DATA TO USE:
· · ·
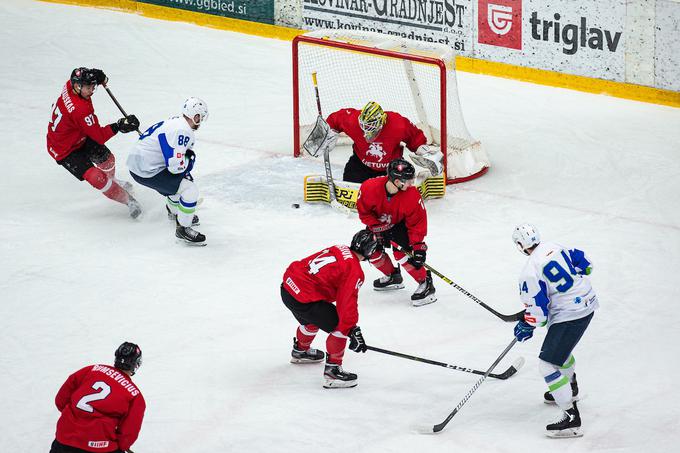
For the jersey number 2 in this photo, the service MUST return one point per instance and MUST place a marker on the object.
· · ·
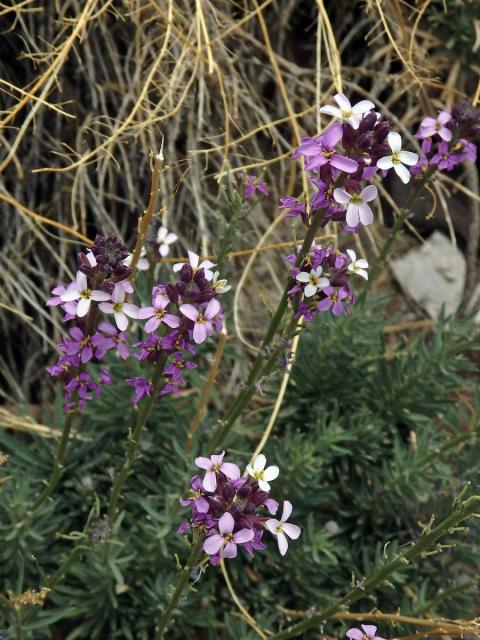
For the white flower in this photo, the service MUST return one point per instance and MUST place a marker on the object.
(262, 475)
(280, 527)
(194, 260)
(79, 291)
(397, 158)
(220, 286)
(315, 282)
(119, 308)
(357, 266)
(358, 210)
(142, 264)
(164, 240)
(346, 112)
· · ·
INSTRUCTIONS FOR THE TASK: Which lines of the data contain the word "object"? Copy each of them in full, treating uppercase and lowercase as different.

THE SOLUTION:
For the jersey number 2 in this photo, the service MUST return one point per instance and MUST place a marker on the object.
For the white flower in this photo, the service MUST return one point per instance and MUST place a marker on the object.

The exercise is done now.